● EXERCISE OBJECTIVE
Please write out each of the rows below word for word, with every line kept unchanged.

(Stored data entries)

** start **

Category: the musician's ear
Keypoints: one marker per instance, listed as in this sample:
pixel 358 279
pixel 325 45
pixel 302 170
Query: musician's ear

** end **

● TASK RESULT
Category: the musician's ear
Keypoints: one marker per instance, listed as in this sample:
pixel 358 279
pixel 325 45
pixel 302 170
Query: musician's ear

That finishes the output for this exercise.